Provided data
Segment Open

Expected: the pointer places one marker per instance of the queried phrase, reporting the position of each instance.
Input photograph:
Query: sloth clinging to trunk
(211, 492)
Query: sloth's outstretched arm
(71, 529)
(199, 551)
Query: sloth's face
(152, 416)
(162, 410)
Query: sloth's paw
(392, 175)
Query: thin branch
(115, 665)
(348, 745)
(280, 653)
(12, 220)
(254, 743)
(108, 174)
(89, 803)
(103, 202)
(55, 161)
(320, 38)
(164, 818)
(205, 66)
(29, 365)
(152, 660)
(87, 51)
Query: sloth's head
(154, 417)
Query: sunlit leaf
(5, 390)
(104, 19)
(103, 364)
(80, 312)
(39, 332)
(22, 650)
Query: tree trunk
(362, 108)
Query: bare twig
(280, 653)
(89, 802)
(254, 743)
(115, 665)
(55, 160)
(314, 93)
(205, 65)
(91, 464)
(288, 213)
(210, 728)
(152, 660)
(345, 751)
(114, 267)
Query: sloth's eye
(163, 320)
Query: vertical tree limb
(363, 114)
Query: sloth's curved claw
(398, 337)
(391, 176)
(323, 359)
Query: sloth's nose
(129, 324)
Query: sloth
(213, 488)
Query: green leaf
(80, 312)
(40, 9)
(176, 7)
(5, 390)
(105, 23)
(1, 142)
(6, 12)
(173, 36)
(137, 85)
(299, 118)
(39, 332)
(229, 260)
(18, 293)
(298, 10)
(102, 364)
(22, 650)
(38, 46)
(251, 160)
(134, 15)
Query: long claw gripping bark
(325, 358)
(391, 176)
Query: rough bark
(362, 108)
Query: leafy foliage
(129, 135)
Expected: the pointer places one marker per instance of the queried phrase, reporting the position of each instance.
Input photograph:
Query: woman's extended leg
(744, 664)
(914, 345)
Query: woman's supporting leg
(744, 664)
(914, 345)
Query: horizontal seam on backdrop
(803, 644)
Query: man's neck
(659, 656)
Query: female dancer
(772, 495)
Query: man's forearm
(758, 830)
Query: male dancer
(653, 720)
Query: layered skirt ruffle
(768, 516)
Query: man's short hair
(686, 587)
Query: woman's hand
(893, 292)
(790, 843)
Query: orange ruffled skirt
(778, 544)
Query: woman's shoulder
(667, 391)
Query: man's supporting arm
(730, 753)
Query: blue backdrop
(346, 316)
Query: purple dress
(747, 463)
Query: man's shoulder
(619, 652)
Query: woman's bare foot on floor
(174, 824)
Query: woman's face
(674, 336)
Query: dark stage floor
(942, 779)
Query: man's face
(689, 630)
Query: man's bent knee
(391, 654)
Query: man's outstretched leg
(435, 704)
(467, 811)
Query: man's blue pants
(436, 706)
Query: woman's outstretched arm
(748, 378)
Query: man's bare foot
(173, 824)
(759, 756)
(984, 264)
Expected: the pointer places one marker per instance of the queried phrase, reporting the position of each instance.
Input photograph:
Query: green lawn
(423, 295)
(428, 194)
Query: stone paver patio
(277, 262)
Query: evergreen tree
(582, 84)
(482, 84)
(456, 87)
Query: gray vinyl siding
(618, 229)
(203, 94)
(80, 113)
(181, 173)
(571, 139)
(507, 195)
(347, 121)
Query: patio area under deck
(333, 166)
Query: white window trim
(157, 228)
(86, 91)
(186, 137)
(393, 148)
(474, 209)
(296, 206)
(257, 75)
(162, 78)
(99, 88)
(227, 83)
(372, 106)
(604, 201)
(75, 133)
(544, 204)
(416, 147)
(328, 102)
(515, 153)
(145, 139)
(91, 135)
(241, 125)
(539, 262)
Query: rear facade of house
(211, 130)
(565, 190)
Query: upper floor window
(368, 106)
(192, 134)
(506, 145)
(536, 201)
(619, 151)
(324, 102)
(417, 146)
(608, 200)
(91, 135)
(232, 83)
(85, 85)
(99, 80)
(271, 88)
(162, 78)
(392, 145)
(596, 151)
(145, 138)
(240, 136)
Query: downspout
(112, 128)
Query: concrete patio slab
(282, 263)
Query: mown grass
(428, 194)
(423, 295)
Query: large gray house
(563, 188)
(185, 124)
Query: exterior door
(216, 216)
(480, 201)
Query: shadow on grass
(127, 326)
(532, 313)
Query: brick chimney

Segment Closed

What to work on
Emit the full listing verbatim.

Response box
Expected: the pointer places one marker per instance of the queried phrase, reporting the position of each instance.
Input photograph:
Query: sloth clinging to trunk
(211, 492)
Query: sloth's outstretched arm
(71, 529)
(199, 551)
Query: sloth's face
(152, 416)
(162, 410)
Query: sloth's paw
(392, 175)
Query: thin branch
(115, 665)
(348, 745)
(280, 653)
(12, 220)
(254, 743)
(108, 174)
(89, 803)
(103, 202)
(55, 161)
(320, 38)
(164, 818)
(205, 66)
(29, 365)
(152, 660)
(87, 51)
Query: sloth's head
(154, 417)
Query: sunlit leaf
(5, 390)
(104, 19)
(103, 364)
(80, 312)
(39, 332)
(22, 650)
Query: tree trunk
(362, 108)
Query: bare twig
(280, 653)
(89, 802)
(254, 743)
(115, 665)
(55, 160)
(314, 93)
(205, 65)
(91, 464)
(288, 213)
(210, 728)
(152, 660)
(345, 751)
(114, 267)
Query: sloth's eye
(163, 320)
Query: vertical tree limb
(363, 114)
Query: sloth's curved claw
(398, 337)
(391, 176)
(323, 359)
Query: sloth's nose
(129, 324)
Query: sloth
(213, 488)
Query: green leaf
(80, 312)
(40, 9)
(176, 7)
(5, 390)
(105, 23)
(1, 142)
(6, 12)
(173, 36)
(137, 85)
(299, 118)
(39, 332)
(229, 260)
(18, 293)
(298, 10)
(102, 364)
(22, 650)
(38, 46)
(251, 160)
(134, 15)
Query: long claw gripping bark
(325, 358)
(391, 176)
Query: rough bark
(362, 108)
Query: leafy foliage
(129, 135)
Expected: the pointer places one marker per instance of the queried phrase, reporting the position of each instance.
Input photograph:
Query: woman's extended leg
(744, 664)
(914, 345)
Query: woman's supporting leg
(744, 664)
(914, 345)
Query: horizontal seam on backdrop
(803, 644)
Query: man's neck
(659, 656)
Query: female dancer
(772, 495)
Query: man's forearm
(758, 830)
Query: male dancer
(653, 720)
Query: layered skirt ruffle
(768, 516)
Query: man's short hair
(686, 587)
Query: woman's hand
(893, 292)
(790, 843)
Query: orange ruffled skirt
(778, 544)
Query: woman's shoulder
(667, 391)
Query: man's supporting arm
(730, 753)
Query: blue backdrop
(346, 316)
Query: purple dress
(747, 463)
Query: man's shoulder
(619, 652)
Query: woman's bare foot on floor
(174, 824)
Query: woman's face
(674, 336)
Query: dark stage floor
(942, 779)
Query: man's face
(689, 630)
Query: man's bent knee
(391, 654)
Query: man's outstretched leg
(435, 704)
(467, 811)
Query: man's blue pants
(436, 706)
Query: woman's outstretched arm
(748, 378)
Query: man's bare foot
(173, 824)
(759, 756)
(984, 264)
Expected: the pointer places one marker per instance of the queried phrase, reporting the position of each instance.
Input photograph:
Query: green lawn
(423, 295)
(428, 194)
Query: stone paver patio
(277, 262)
Query: evergreen tree
(582, 84)
(482, 84)
(456, 87)
Query: gray vinyl siding
(618, 229)
(203, 94)
(80, 113)
(181, 173)
(571, 139)
(507, 195)
(347, 121)
Query: patio area under deck
(333, 166)
Query: white window trim
(157, 228)
(86, 91)
(186, 137)
(393, 148)
(474, 209)
(296, 206)
(257, 75)
(162, 78)
(99, 88)
(227, 83)
(372, 106)
(604, 201)
(75, 133)
(544, 204)
(416, 147)
(328, 102)
(515, 153)
(145, 139)
(91, 135)
(241, 125)
(539, 262)
Query: rear facade of house
(211, 130)
(565, 190)
Query: upper floor window
(368, 106)
(192, 134)
(506, 145)
(536, 201)
(619, 151)
(324, 102)
(417, 146)
(608, 200)
(91, 135)
(232, 83)
(85, 85)
(99, 80)
(271, 88)
(162, 78)
(392, 145)
(596, 151)
(145, 138)
(240, 136)
Query: downspout
(112, 128)
Query: concrete patio slab
(282, 263)
Query: mown grass
(428, 194)
(423, 295)
Query: large gray house
(563, 188)
(185, 124)
Query: exterior door
(216, 216)
(480, 201)
Query: shadow on grass
(127, 326)
(532, 313)
Query: brick chimney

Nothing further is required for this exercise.